▶ _Task description_: Your reply should be made up of every line in the records below that holds the string "Target".

▶ _Data extract_:
===============
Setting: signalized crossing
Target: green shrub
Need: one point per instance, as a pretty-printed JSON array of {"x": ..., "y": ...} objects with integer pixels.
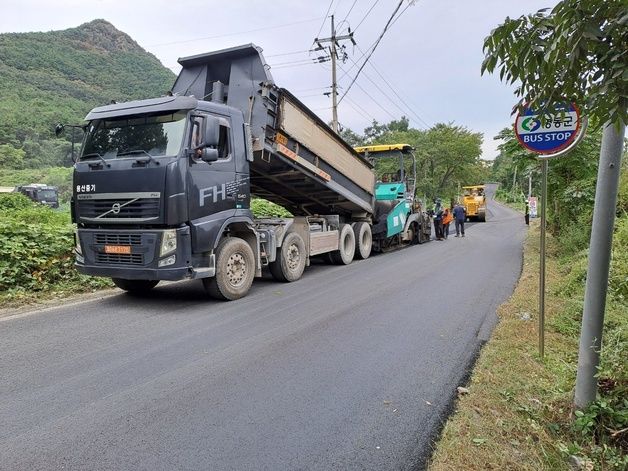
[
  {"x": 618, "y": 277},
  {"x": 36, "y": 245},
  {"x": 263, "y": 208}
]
===============
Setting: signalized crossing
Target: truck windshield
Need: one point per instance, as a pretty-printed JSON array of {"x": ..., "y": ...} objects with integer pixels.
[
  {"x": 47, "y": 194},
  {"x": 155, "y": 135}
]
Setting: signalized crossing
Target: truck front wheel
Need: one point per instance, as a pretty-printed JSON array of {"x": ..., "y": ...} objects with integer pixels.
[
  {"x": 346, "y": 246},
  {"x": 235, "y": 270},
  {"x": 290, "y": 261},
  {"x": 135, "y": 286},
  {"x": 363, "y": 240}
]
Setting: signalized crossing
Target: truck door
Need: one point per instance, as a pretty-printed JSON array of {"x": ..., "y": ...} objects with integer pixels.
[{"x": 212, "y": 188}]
===============
▶ _Exercise solution_:
Target: green shrub
Target: truck windshield
Target: truck front wheel
Target: truck door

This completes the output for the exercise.